-- Provided records --
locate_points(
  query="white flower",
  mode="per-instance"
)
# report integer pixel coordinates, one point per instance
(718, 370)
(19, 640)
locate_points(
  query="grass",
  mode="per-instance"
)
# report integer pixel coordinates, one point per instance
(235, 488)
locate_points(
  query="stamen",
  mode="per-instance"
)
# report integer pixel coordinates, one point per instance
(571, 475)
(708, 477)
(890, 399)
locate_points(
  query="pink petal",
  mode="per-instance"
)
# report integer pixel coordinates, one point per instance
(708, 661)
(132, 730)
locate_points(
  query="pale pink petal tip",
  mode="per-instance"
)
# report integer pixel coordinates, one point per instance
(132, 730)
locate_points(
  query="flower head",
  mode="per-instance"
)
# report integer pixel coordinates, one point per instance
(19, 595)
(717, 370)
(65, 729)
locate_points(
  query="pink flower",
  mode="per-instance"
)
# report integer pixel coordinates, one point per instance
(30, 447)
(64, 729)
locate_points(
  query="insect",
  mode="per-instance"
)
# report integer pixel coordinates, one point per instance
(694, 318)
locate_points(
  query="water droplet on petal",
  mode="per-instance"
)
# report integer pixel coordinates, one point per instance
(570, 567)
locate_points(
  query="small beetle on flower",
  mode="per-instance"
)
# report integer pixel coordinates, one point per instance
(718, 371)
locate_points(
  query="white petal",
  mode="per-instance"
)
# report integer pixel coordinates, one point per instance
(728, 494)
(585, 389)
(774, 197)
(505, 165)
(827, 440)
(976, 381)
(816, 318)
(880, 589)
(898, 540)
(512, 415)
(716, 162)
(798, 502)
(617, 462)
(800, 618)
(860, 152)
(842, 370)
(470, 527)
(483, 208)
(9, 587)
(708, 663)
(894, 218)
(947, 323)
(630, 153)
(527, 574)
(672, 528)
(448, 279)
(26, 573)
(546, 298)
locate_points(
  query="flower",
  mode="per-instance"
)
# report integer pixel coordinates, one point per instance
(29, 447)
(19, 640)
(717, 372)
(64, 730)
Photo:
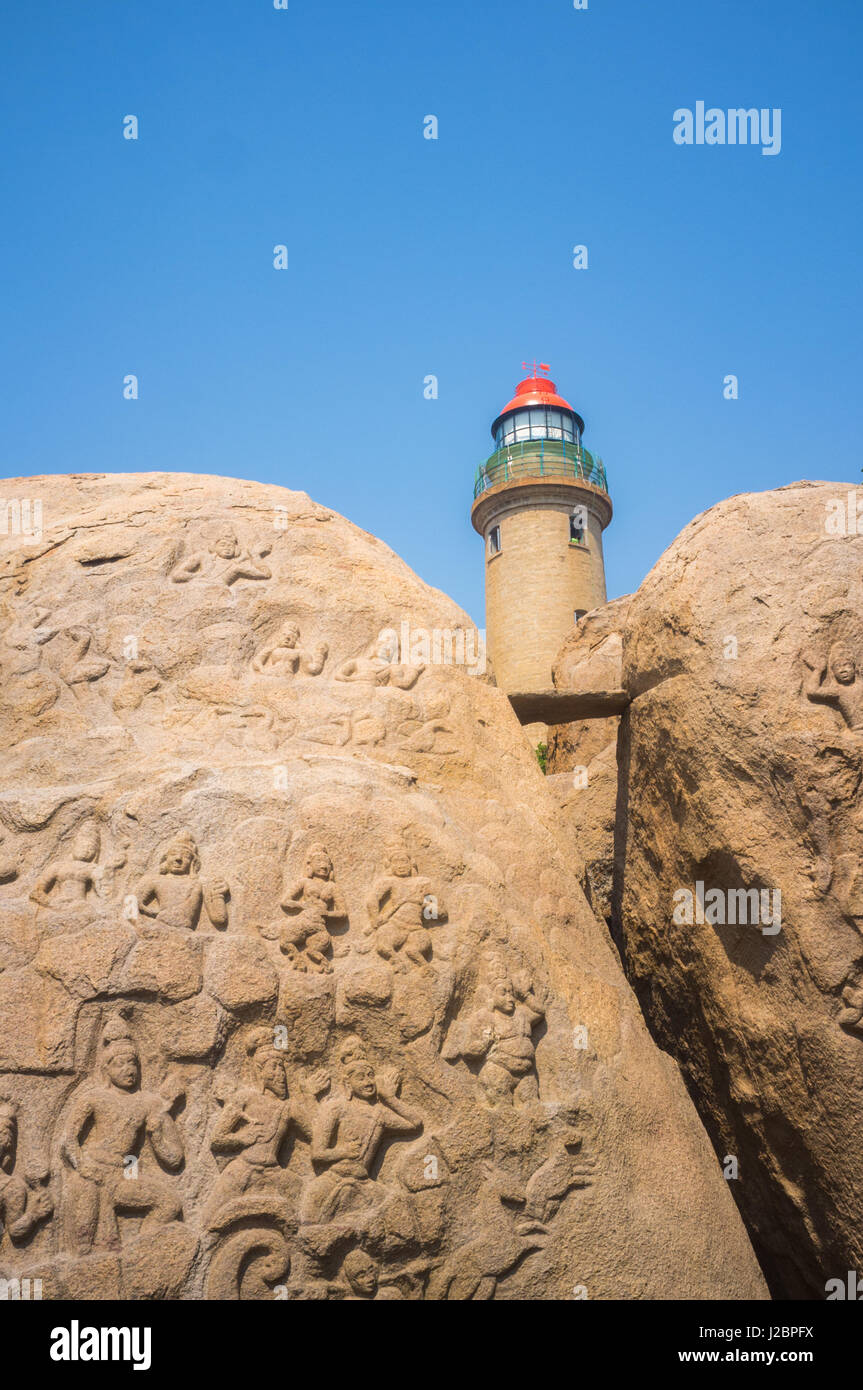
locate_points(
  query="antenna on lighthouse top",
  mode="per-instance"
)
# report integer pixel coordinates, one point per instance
(537, 366)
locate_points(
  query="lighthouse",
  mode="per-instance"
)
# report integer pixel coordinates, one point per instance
(541, 503)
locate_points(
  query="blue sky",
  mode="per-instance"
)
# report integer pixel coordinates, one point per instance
(412, 257)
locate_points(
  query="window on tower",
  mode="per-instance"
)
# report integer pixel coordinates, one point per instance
(537, 423)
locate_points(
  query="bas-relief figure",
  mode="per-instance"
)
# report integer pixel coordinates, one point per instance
(284, 656)
(24, 1201)
(499, 1037)
(102, 1144)
(311, 1169)
(224, 562)
(402, 909)
(311, 905)
(378, 667)
(835, 681)
(175, 894)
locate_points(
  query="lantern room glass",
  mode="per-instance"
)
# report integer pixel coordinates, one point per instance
(537, 423)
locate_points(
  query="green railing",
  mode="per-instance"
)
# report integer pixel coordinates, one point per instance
(541, 459)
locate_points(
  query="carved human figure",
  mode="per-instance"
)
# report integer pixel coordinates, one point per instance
(141, 679)
(835, 681)
(348, 1136)
(364, 729)
(22, 1203)
(256, 1122)
(84, 662)
(70, 881)
(104, 1133)
(284, 656)
(402, 908)
(378, 666)
(224, 560)
(311, 902)
(499, 1036)
(22, 638)
(27, 684)
(174, 897)
(363, 1278)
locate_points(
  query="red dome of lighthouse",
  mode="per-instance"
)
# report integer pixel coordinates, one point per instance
(537, 391)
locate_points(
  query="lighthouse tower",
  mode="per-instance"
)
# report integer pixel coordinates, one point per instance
(541, 503)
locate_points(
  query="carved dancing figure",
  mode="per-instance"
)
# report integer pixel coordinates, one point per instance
(22, 1203)
(348, 1136)
(224, 559)
(284, 656)
(67, 883)
(107, 1125)
(313, 902)
(835, 681)
(255, 1123)
(174, 895)
(85, 662)
(499, 1036)
(402, 908)
(378, 666)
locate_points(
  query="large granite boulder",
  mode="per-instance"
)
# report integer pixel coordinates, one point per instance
(582, 756)
(740, 840)
(299, 994)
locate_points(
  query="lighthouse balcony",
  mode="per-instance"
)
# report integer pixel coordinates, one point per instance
(539, 459)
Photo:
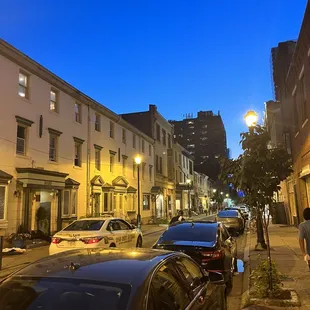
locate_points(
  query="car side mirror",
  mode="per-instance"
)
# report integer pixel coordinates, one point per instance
(196, 282)
(216, 278)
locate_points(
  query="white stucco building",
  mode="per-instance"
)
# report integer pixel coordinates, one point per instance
(64, 152)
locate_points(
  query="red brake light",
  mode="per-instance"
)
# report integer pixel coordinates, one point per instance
(213, 255)
(56, 240)
(92, 240)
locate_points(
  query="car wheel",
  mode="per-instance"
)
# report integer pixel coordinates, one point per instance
(139, 242)
(235, 264)
(229, 284)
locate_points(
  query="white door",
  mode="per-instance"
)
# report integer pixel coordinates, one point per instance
(119, 235)
(131, 234)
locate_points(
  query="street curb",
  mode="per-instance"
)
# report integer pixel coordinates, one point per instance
(247, 272)
(154, 232)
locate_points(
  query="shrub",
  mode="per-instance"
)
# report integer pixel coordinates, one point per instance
(260, 278)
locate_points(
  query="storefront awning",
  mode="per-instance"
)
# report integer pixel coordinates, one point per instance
(41, 178)
(131, 189)
(305, 172)
(156, 190)
(5, 177)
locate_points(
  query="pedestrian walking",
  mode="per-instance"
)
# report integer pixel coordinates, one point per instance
(178, 218)
(304, 236)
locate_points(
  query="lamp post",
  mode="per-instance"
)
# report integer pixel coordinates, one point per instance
(188, 182)
(138, 161)
(251, 119)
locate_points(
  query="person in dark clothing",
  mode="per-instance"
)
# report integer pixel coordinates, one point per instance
(178, 217)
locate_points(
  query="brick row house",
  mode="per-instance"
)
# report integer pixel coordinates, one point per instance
(63, 152)
(291, 109)
(64, 156)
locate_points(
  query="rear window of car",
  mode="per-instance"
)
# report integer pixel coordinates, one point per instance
(62, 294)
(188, 232)
(85, 225)
(228, 213)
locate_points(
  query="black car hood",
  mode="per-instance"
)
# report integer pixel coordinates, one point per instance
(186, 243)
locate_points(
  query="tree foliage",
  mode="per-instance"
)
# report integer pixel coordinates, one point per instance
(259, 171)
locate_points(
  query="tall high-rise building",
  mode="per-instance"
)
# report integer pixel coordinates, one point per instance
(205, 138)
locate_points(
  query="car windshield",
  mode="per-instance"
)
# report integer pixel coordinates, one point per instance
(85, 225)
(190, 232)
(62, 294)
(228, 213)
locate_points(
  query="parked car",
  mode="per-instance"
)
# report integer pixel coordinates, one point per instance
(96, 232)
(113, 279)
(208, 243)
(244, 215)
(233, 221)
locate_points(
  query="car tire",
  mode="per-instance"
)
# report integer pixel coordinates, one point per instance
(235, 264)
(229, 284)
(139, 242)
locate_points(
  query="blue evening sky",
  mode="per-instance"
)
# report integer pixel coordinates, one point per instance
(184, 56)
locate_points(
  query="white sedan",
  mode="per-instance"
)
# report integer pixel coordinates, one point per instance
(96, 232)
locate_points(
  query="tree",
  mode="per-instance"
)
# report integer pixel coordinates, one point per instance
(258, 173)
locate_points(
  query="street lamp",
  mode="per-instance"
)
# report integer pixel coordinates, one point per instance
(138, 161)
(188, 182)
(251, 119)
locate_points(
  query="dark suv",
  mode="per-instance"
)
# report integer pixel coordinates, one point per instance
(208, 243)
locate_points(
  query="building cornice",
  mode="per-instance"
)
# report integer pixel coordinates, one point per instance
(28, 64)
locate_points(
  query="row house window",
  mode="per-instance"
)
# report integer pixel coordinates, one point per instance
(134, 170)
(143, 171)
(53, 144)
(23, 126)
(157, 132)
(169, 140)
(23, 85)
(112, 161)
(124, 165)
(78, 112)
(146, 202)
(303, 96)
(54, 101)
(124, 135)
(70, 202)
(78, 151)
(97, 122)
(112, 130)
(134, 142)
(151, 172)
(98, 149)
(159, 164)
(164, 138)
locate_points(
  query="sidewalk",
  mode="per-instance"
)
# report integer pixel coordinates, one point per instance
(289, 260)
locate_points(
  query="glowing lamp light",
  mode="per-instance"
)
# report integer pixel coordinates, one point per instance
(251, 118)
(138, 160)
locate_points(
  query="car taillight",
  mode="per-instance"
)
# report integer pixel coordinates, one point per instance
(92, 240)
(213, 255)
(56, 240)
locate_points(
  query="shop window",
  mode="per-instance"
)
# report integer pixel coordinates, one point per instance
(2, 202)
(69, 202)
(146, 202)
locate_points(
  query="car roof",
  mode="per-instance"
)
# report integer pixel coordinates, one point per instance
(101, 264)
(228, 213)
(98, 218)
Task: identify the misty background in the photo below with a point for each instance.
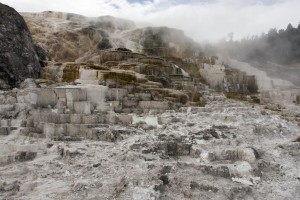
(263, 33)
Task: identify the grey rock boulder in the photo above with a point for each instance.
(18, 58)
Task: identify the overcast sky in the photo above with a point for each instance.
(202, 20)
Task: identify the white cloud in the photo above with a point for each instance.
(200, 19)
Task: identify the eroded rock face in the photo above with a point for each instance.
(18, 59)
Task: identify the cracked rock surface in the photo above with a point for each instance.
(225, 150)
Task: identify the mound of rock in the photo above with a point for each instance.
(18, 58)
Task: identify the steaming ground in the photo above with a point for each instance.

-- What the task asks --
Copy exactly the lines from the line containing "Task: identify the misty" through the last line of the records, both included, and omit every picture.

-- Solution to the exercise --
Task: identify the misty background in the photo below with a point for each instance.
(263, 33)
Task: identify the grey rock boulder in the photo above with a point for each instance.
(18, 58)
Task: identify the overcast sky in the photo above with a point for each instance.
(202, 20)
Task: identify the white cloud in the photo above with a point for each instance.
(200, 19)
Task: identify the eroded rock face in the photo above with a point for each instance.
(18, 59)
Task: identify the cracked rock surface in the photo above with a point for each instance.
(225, 150)
Task: identify the mound of rock in the photo above with a point for each instance.
(18, 58)
Task: identify the steaming ground in the photo above with a point for each instance.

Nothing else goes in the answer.